= Task list =
• A. Return the passage of the comment thread starting with "My reply to" and going on through "speech in Kentucky:)", copied word for word.
• B. Answer these questions using the comment thread, marking each answer to match its question:
(i) Who posted at 02:44 PM on April 23, 2006?
(ii) In which state was the Bush speech that the excerpts mostly analyze given?
(iii) Which two oceans did Bush say Americans felt protected by before Sept. 11, 2001?

= Extract provided =
_____
Posted by: DiAnne at April 23, 2006 02:30 PM

Oh, Good Night!

Reverend Sun Myung Moon is NOT a Christian, IMO, but rather the very wealthy leader of a cult.

Dick Bell and Matthew Carnicelli,

My reply to your interesting discussion is posted at the end of the last thread:

Posted by: Truth Shall Prevail at April 23, 2006 02:44 PM


DiAnne said:

This comes from Oklahoma by way of Minnesota:

http://www.consortiumnews.com/2006/011706.html

Is Bush Stupid? Or Is America?

(Excerpts, mostly analyzing recent Bush speech in Kentucky:)

Many Americans believe George W. Bush is uninformed, simpleminded and, in a single word, stupid. But there is a different way to look at the evidence and conclude that while Bush may not be the sharpest tool in the shed, it is he who thinks the American people are the real dullards. After all, Bush is the one who explains the “facts” about current events as if he’s speaking to people with the mental capacity of a five-year-old.

(snip)

Bush served up the old canard about how before Sept. 11, 2001, Americans felt they were protected by the Atlantic and Pacific oceans, but afterwards they realized they faced a unique danger that required sacrifice of civil liberties at home and “preemptive” wars against potential enemies abroad.
_____
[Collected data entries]
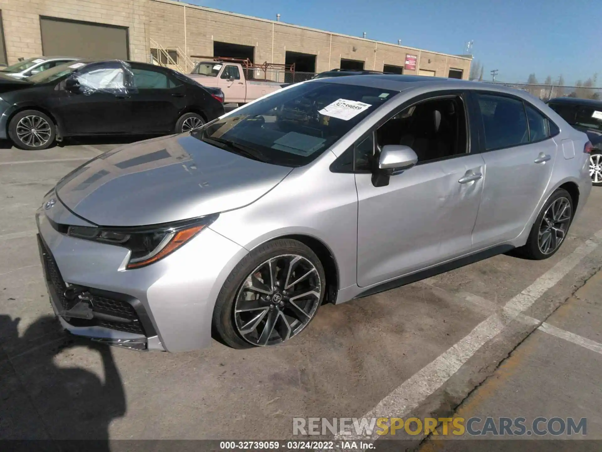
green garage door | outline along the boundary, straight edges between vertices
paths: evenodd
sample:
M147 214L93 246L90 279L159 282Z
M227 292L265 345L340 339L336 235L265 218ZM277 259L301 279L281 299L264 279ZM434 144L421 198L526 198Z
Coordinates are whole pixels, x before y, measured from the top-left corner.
_____
= Solutions to each task =
• A.
My reply to your interesting discussion is posted at the end of the last thread:

Posted by: Truth Shall Prevail at April 23, 2006 02:44 PM


DiAnne said:

This comes from Oklahoma by way of Minnesota:

http://www.consortiumnews.com/2006/011706.html

Is Bush Stupid? Or Is America?

(Excerpts, mostly analyzing recent Bush speech in Kentucky:)

• B.
(i) Truth Shall Prevail
(ii) Kentucky
(iii) The Atlantic and Pacific oceans